### Aim
Copy out every line of the records below without changing a word.

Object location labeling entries
################
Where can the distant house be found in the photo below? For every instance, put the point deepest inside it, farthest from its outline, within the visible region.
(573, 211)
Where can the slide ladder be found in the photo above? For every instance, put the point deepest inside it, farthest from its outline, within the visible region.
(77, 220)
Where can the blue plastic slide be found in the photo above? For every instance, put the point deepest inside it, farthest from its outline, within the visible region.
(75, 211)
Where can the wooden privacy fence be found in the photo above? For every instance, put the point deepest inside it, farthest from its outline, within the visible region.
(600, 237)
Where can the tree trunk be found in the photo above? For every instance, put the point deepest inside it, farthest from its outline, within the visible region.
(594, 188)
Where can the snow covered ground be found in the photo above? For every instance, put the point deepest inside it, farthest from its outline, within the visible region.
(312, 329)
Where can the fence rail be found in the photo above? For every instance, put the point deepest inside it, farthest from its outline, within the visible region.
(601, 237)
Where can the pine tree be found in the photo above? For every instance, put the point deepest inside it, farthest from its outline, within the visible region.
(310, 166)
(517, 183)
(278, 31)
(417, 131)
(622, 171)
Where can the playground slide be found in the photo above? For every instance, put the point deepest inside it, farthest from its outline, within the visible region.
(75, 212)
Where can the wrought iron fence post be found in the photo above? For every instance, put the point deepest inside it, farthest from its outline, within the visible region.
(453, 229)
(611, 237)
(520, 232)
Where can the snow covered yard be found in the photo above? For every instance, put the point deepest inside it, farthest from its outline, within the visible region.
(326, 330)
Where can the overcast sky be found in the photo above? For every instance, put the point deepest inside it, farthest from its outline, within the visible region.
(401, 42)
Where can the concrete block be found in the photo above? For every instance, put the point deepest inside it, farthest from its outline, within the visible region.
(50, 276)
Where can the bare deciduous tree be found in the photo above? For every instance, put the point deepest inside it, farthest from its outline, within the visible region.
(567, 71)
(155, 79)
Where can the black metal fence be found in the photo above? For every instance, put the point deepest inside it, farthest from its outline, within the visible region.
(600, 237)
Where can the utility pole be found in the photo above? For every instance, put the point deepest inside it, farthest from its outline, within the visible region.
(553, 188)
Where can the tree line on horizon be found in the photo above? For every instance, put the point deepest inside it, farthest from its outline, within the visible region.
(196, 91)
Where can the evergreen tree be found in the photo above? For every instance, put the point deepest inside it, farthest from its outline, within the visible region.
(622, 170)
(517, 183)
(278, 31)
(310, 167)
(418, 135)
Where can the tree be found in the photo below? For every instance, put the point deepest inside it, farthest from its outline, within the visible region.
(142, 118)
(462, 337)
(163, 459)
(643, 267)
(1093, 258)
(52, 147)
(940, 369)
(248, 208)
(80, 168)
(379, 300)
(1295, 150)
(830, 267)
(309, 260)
################
### Right answer
Where can the distant house be found in the photo below? For every instance, put the point deepest inside it, farthest from its outline, within the visible region.
(573, 211)
Where can the slide ladder be found in the photo above? For every instance, put the point deepest inside it, farthest from its outline, within the visible region.
(77, 220)
Where can the blue plastic slide be found in the photo above? For every instance, put the point deepest inside it, farthest from its outline, within the visible region.
(75, 211)
Where can the wooden privacy fence be found in the photo above? For every instance, put the point deepest inside it, farthest from its outline, within the visible region.
(600, 237)
Where can the tree trunk be found in the photo above? For every instance, put the point deepest inside it, farthest from its outline, within the visible region.
(594, 188)
Where can the snow covered ground be found in the photo above? For every instance, put the point deepest inside it, farthest from its outline, within the visible region.
(312, 329)
Where can the fence rail be found in the photo above? For every instance, put the point deepest inside it, farthest from its outline, within the visible region.
(601, 237)
Where can the pine tree be found in the photo above? For every instance, put the point deepest inside it, farthest from its outline, within the visible region.
(310, 166)
(517, 183)
(278, 31)
(417, 131)
(622, 171)
Where can the playground slide be found in the photo above? For every instance, put the point deepest inside it, farthest from its outline, within the visible region.
(75, 212)
Where can the wrought iron fence post be found in the photo above? For every instance, put the point deepest inside it, farthest from its outline, within the visible region.
(453, 229)
(611, 237)
(520, 232)
Where can the snow covered yard be found in the photo above? For every instance, put the point deepest inside it, farthest from its outline, within the visible region.
(326, 330)
Where can the overcast sky be found in the photo above? For every instance, put the point deepest inside it, farthest from its outline, within the visible region.
(401, 42)
Where can the concrete block be found in the photo above? For every instance, put the point deepest inside it, farthest from its outline, within the visible region.
(50, 276)
Where can the bare deciduous tree be found in the photo above? For every instance, put the point deepest inside it, farthest from its outline, within the visible region.
(567, 71)
(155, 79)
Where can the black metal fence be found in the photo above? For every instance, put the point deepest inside it, farthest from its outline, within the visible region.
(600, 237)
Where can the utility pole be found in the photo above? For every instance, put the point deepest inside it, farthest from its outline, within the visible region.
(553, 188)
Where can the tree line on horizon be found in the photo above? For every instance, put the point deepest inside it, farthest from its outline, within the visible region.
(196, 91)
Where can the evergreen tree be found in the photo above? For every instance, put the point deepest inside it, farthest from its outline, within the visible region.
(622, 170)
(517, 183)
(278, 31)
(310, 167)
(418, 135)
Where can the tree be found in the photo below? For every instance, put the point deepest inside it, farthest from its outline, within the visible region.
(142, 118)
(462, 337)
(163, 459)
(643, 267)
(1093, 258)
(52, 147)
(940, 369)
(248, 208)
(80, 168)
(379, 300)
(1295, 150)
(830, 267)
(309, 260)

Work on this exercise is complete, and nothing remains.